What is being asked:
Copy every one of the items below word for word, but leave out the pictures.

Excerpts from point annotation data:
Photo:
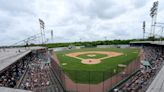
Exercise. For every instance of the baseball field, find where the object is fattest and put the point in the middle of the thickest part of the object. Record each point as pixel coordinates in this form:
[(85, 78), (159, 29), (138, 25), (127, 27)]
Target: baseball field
[(94, 65)]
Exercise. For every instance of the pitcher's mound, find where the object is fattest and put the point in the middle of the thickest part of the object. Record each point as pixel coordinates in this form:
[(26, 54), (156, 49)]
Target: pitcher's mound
[(90, 61)]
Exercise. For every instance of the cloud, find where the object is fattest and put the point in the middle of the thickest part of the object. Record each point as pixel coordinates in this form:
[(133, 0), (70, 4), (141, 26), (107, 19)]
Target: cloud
[(73, 20)]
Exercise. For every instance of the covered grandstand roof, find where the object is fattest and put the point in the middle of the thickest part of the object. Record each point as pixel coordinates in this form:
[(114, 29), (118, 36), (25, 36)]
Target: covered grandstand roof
[(9, 56)]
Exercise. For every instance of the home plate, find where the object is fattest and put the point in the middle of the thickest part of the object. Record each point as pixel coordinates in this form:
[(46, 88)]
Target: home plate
[(64, 63)]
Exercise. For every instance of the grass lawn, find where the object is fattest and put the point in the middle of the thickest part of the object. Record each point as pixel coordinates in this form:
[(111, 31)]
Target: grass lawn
[(86, 56), (96, 73)]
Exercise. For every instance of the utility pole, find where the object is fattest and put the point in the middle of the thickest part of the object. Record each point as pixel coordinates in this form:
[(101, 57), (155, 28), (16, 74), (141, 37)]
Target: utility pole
[(153, 14), (144, 24)]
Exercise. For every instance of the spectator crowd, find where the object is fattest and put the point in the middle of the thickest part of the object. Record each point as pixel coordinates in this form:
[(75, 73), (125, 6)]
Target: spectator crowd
[(13, 74), (38, 73), (143, 78)]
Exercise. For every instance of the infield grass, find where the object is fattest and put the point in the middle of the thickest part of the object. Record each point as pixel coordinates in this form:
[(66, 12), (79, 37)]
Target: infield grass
[(96, 73)]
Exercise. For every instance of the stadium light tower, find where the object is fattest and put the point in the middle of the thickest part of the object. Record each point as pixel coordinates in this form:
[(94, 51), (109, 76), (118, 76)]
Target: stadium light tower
[(153, 14), (42, 27), (144, 24)]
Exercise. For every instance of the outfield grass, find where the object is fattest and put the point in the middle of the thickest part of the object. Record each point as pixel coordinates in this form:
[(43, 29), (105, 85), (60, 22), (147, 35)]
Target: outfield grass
[(96, 73)]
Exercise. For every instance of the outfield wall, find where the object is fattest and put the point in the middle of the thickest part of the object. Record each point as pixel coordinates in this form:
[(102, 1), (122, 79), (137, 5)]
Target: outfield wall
[(104, 86)]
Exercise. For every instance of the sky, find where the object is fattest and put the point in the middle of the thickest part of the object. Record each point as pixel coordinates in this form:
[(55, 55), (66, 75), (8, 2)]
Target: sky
[(72, 20)]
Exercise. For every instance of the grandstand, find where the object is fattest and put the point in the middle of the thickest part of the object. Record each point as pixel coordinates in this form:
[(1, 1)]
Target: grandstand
[(27, 69)]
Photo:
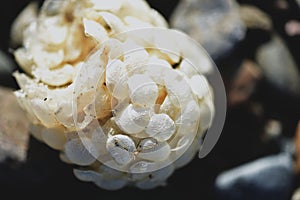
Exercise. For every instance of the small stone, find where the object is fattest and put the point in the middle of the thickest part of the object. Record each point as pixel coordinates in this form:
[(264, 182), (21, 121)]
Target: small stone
[(271, 57)]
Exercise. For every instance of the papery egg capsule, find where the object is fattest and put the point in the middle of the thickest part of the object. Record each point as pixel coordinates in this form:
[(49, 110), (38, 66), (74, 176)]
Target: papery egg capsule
[(150, 149), (133, 120), (143, 90), (161, 127), (79, 153), (121, 148)]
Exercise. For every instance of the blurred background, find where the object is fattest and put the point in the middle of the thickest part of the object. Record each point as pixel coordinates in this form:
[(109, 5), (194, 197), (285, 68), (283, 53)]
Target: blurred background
[(256, 47)]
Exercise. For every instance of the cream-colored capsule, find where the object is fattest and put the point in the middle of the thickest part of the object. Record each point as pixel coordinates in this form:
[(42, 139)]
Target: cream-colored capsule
[(94, 30), (111, 5), (161, 127), (143, 90), (79, 153), (121, 148), (199, 85), (133, 120), (57, 77), (150, 149), (116, 74)]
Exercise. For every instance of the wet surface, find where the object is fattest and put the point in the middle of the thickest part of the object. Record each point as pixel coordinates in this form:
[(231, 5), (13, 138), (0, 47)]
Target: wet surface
[(239, 143)]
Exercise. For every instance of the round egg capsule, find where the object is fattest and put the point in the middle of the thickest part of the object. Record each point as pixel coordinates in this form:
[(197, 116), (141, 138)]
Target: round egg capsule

Answer in full:
Photo:
Exercise. For every instance of the baseball field, find where the object is fattest and put the point in the middle of the thickest part of the object. Record each point as pixel coordinates in this form:
[(85, 78), (159, 29), (138, 25), (127, 27)]
Target: baseball field
[(94, 65)]
Exercise. For every instance of the pitcher's mound, find where the object is fattest and put the point in the middle of the thickest part of the object. Record each point as pixel coordinates in this form:
[(26, 54), (156, 49)]
Target: pitcher's mound
[(90, 61)]
Exercise. For every instance of the cloud, find where the object is fattest and put the point in the middle of the thickest part of the object. Record each point as pixel coordinates in this form:
[(133, 0), (70, 4), (141, 26), (107, 19)]
Target: cloud
[(73, 20)]
Exercise. For every instance of the covered grandstand roof, find where the object is fattest and put the point in the middle of the thickest part of the object. Record each point as pixel coordinates in this form:
[(114, 29), (118, 36), (25, 36)]
Target: covered grandstand roof
[(9, 56)]
Exercise. For every instance of the home plate, find where the object is fattest and put the point in the middle of the thickest part of the object. Record each point as pixel coordinates in this form:
[(46, 88)]
Target: home plate
[(64, 63)]
Exercise. For every instance of the grass lawn, find where the object is fattest and put the point in the middle of the thickest part of the object. Record each point as pixel coordinates in this form:
[(111, 31)]
Target: grass lawn
[(86, 56), (96, 73)]
Exercise. For every instance of the utility pole, find where the object is fattest and put the point in the middle of the thickest part of the object. Record each point as pixel coordinates in this form:
[(101, 57), (155, 28), (16, 74), (141, 37)]
Target: utility pole
[(153, 14), (144, 24)]
Exercise. For every instance of the spectator crowd, find where the object is fattest and put the point in the middle of the thickest part of the object. Record each point as pixel coordinates in this form:
[(75, 73), (125, 6)]
Target: spectator crowd
[(13, 74), (38, 73), (143, 78)]
Exercise. For every instance of the infield grass, find where the object is fattest and put the point in the middle of the thickest part of the object. Record each point as pixel coordinates in this form:
[(66, 12), (79, 37)]
Target: infield grass
[(96, 73)]
Exercise. For every instance of the stadium light tower, find where the object is fattest and put the point in the middle of the thickest part of the object. Record each point as pixel coordinates in this form:
[(94, 51), (109, 76), (118, 76)]
Target: stadium light tower
[(153, 14), (42, 27), (144, 24)]
Exercise. For every instance of the outfield grass, find where the object is fattest and put the point in the middle of the thickest part of the object. Record each point as pixel coordinates in this form:
[(43, 29), (105, 85), (60, 22), (147, 35)]
Target: outfield grass
[(96, 73)]
Exercise. For every instance of the outfield wall, find where the object is fattest and put the point in the middle of the thickest part of the object. Record each point as pixel coordinates in this form:
[(102, 1), (122, 79), (137, 5)]
Target: outfield wall
[(104, 86)]
Exercise. For every instance of the sky, find where the object is fattest and put the point in the middle of the thickest part of the object. Record each point as pixel coordinates in this form:
[(55, 55), (66, 75), (8, 2)]
Target: sky
[(72, 20)]
Exercise. For every instance of the grandstand, find where the object is fattest and put the point in the middle of the thickest part of the object. Record each point as pixel coordinates in this form:
[(1, 1)]
Target: grandstand
[(27, 69)]
Photo:
Exercise. For every instance of the small stone, find where the object is fattest and put the point in the middle of the thickest part of the object. Record each point as pixel coordinates in this form:
[(264, 182), (21, 121)]
Target: small stone
[(271, 57)]
Exercise. For every instance of the papery egg capsule, find where the object is fattest and put the point in the middle of the thickest part of the object. Record each point as pixel coordinates in this form:
[(49, 110), (38, 66), (74, 176)]
Target: papery egg capsule
[(150, 149), (133, 120), (143, 90), (161, 127), (79, 153), (121, 148)]
Exercise. For every instance of the blurred background, find where the object is fattest and put the point in the middle of the thickest part of the object. Record each point as pixel coordinates in this form:
[(109, 5), (194, 197), (285, 68), (283, 53)]
Target: blurred background
[(256, 47)]
Exercise. For every instance of the cream-colored capsule, find where the object is fattest and put the point in the middle of the thickest part of the object. Record each point as pixel coordinates in this form:
[(42, 139)]
Target: cream-colored capsule
[(94, 30), (111, 5), (161, 127), (143, 90), (79, 153), (121, 148), (199, 85), (133, 120), (57, 77), (150, 149), (116, 74)]
Exercise. For every instance of the wet surface, find where the object is fattest and put the point in the middle of the thickest part of the object. Record each point as pixel coordinates in this form:
[(231, 5), (13, 138), (0, 47)]
Target: wet surface
[(239, 143)]
Exercise. For every instance of the round egg capsule, find where the object is fattest and put the point in the middle of the thickest part of the object. Record each point as pixel coordinates in this form:
[(197, 116), (141, 138)]
Target: round egg capsule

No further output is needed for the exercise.